Aim = Count the lines in the entries below that contain the string "roof", treating uppercase and lowercase as distinct. Reply with the number only.

---------------

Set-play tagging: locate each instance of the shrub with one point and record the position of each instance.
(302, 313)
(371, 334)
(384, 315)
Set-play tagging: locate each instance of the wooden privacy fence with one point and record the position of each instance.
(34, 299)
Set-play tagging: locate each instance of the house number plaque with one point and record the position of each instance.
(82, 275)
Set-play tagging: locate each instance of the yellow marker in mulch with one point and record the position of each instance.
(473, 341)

---------------

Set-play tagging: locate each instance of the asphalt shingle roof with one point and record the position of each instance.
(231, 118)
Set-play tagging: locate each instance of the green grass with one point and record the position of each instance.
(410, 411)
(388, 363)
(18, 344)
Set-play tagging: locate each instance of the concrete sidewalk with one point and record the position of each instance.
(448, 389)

---------------

Problem solution = 1